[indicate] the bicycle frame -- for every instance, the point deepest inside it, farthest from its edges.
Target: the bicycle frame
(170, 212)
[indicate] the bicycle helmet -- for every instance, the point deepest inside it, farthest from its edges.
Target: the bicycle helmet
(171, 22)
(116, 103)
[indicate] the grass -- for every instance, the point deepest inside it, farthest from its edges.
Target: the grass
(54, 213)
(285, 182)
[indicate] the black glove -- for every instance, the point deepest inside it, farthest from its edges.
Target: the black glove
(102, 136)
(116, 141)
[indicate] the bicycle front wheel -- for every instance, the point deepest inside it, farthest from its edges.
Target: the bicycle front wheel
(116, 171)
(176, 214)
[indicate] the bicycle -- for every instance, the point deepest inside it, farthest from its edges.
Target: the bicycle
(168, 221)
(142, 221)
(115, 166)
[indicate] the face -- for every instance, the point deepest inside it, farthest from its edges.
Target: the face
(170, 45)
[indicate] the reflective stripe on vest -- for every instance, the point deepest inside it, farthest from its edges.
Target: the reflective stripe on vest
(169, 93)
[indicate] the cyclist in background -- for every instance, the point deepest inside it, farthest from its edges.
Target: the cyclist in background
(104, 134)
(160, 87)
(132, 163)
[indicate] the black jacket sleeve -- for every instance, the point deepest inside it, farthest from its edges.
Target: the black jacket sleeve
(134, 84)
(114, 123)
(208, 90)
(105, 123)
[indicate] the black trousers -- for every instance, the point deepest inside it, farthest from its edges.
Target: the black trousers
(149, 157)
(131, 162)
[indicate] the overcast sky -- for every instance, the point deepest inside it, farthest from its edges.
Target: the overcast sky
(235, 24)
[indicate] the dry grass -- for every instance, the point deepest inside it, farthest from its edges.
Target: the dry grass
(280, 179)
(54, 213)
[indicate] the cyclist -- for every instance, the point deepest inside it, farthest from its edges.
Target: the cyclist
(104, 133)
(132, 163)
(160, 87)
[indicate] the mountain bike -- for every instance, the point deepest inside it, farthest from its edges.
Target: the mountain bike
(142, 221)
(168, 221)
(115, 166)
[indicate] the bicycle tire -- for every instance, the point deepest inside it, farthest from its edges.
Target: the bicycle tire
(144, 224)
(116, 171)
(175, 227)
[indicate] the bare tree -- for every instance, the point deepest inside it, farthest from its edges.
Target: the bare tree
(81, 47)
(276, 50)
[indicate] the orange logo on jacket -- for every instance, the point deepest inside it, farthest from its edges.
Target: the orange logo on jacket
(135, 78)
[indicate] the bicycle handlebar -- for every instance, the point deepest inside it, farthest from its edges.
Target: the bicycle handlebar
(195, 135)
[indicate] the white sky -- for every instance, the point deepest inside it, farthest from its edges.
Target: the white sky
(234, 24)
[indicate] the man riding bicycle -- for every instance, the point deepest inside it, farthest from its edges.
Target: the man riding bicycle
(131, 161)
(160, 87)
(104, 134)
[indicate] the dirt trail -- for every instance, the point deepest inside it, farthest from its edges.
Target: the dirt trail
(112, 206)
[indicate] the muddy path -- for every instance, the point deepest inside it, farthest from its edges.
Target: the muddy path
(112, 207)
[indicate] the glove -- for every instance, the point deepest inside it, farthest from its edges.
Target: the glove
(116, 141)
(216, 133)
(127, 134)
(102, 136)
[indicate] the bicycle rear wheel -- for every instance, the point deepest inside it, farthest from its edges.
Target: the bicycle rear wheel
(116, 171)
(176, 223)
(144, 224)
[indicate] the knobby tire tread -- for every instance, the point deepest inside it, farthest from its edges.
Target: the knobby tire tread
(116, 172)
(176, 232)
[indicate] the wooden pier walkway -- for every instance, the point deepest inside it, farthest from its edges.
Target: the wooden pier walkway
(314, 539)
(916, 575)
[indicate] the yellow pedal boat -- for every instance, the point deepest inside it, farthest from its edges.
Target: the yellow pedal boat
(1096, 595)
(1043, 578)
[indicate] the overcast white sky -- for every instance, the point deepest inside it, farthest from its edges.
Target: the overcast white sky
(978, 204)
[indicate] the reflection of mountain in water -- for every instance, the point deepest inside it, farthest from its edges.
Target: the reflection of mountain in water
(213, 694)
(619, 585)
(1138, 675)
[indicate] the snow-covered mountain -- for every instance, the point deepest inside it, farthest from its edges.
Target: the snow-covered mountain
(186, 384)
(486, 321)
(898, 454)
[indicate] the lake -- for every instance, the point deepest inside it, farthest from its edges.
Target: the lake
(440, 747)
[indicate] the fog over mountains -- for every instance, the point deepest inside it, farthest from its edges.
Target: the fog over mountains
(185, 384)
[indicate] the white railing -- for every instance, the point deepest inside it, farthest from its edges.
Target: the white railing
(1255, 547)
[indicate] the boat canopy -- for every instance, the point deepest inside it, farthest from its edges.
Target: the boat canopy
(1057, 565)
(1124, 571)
^^^^^^^^^^^^^^^^
▸ Work instructions:
Once you have read the material above, write all of it out again exactly.

▸ Task output:
[indicate] the bicycle frame -- for every instance, the point deepest inside it, farthest from its edges.
Target: the bicycle frame
(170, 212)
[indicate] the bicycle helmet -- for every instance, the point deepest inside it, farthest from its edges.
Target: the bicycle helmet
(171, 22)
(116, 103)
[indicate] the grass -- for every instance, the point deepest inside it, farthest from its edges.
Target: the grass
(54, 213)
(285, 182)
[indicate] the black glove -- for every instance, the point deepest inside it, farthest from its edges.
Target: the black glove
(102, 136)
(116, 141)
[indicate] the bicycle front wheel -- for every instance, the point deepest inside it, farthest from its edges.
Target: the bicycle front wheel
(116, 171)
(176, 214)
[indicate] the bicycle -- for every instance, the point deepest inside it, farthest from its edges.
Target: the bicycle
(168, 221)
(142, 221)
(115, 166)
[indicate] the face -- for every instance, the point deepest inside it, farthest from its edges.
Target: the face
(170, 45)
[indicate] the reflective stripe on vest -- for every instance, the point deepest inside it, farthest from its edges.
Target: the reflective stripe on vest
(169, 93)
[indicate] the cyclist in background -- for every instance, the point deepest inside it, farthest from its edges.
Target: the cyclist in background
(104, 134)
(160, 87)
(132, 163)
[indicate] the black jacket sleeve -- for every instance, the point deepest inside it, farthest from its edges.
Target: the black jacket sleeve
(134, 84)
(114, 123)
(208, 90)
(105, 123)
[indicate] the black trousers -- for every instance, the point deepest inside it, farthest from its edges.
Target: the black trousers
(149, 157)
(131, 162)
[indicate] the overcast sky -- for every instance, the point deepest inside it, farthest from its edges.
Target: the overcast sky
(235, 24)
[indicate] the dry grass -- for every instance, the point deepest inside it, farthest from its edges.
Target: the dry grass
(280, 179)
(54, 213)
[indicate] the cyclist -- for every instance, the point deepest inside it, farthest from its edges.
Target: the cyclist
(104, 133)
(132, 163)
(160, 87)
[indicate] the mountain bike -- for every instance, the point deepest inside it, farthest from its edges.
Target: the mountain bike
(142, 221)
(168, 221)
(115, 166)
[indicate] the bicycle tire -- for every instance, the point deepest inside it, farthest from its edges.
Target: the bicycle tire
(144, 224)
(116, 171)
(175, 227)
[indicate] the bare tree -- for every instance, the point deepest inside it, farthest from its edges.
Target: the bare tree
(81, 47)
(276, 50)
[indicate] the orange logo on jacket -- for every instance, the point deepest inside it, farthest from its edges.
Target: the orange logo on jacket
(135, 78)
[indicate] the bicycle handlebar -- for every instance, the point deepest inside it, farthest from its edges.
Target: the bicycle handlebar
(195, 135)
[indicate] the white sky -- for every instance, the point deepest inside it, farthest from its edges.
Target: the white sky
(234, 24)
[indicate] the man riding bicycle -- for every instance, the point deepest inside it, farthest from its edges.
Target: the man riding bicycle
(131, 161)
(160, 87)
(104, 134)
[indicate] the dirt trail -- for every instance, the point deepest inside it, farthest from its edges.
Target: the dirt trail
(112, 206)
[indicate] the muddy path -- for every instance, the point deepest inside it, farthest from its edges.
Target: the muddy path
(112, 207)
[indicate] the glove -- for every instance, the point deepest inside it, farthest from its edges.
Target: the glove
(116, 141)
(216, 133)
(127, 134)
(102, 136)
[indicate] the bicycle rear wheel -- for every instance, the point deepest inside it, farthest from its edges.
Target: the bicycle rear wheel
(116, 171)
(176, 223)
(144, 224)
[indicate] the knobby tire tread -- for every instance, the point deepest inside it, farthest from its edges.
Target: the knobby tire tread
(116, 172)
(176, 232)
[indicate] the wooden pier walkway -- for every instance, the point deepest inside it, farthest from its edges.
Target: the wooden pier walkway
(314, 539)
(916, 575)
[indicate] the yellow pedal boat -- for every instance, the point deepest inside it, farthest from its edges.
Target: the yellow pedal boat
(1096, 595)
(1043, 578)
[indicate] the overcast white sky -- for every instance, the point deepest inside it, farthest from its edges.
Target: the overcast white sky
(978, 204)
[indicate] the reflection of mountain in water -- for every instance, the point deepest inside it, farthest from its edges.
Target: the reflection of mountain in water
(213, 694)
(619, 585)
(1138, 675)
[indicate] the snow-covered mountain -- for every instance, the point deepest inside it, farthest from its edges.
Target: the snow-covered mountain
(186, 384)
(486, 321)
(898, 454)
[indicate] the lake -- for every instance, the point deepest inside it, farthest from its edges.
Target: the lake
(440, 747)
[indicate] the fog over mountains -- for every instance, the point deepest inside it, farthest from its edges.
Target: the fog over mountains
(185, 384)
[indicate] the white railing -- for every instance, the point deepest inside it, farthest from its edges.
Target: the white railing
(1255, 547)
[indicate] the boat canopy -- for every instance, the point deepest inside it, farthest from its edges.
Target: the boat canopy
(1057, 565)
(1124, 571)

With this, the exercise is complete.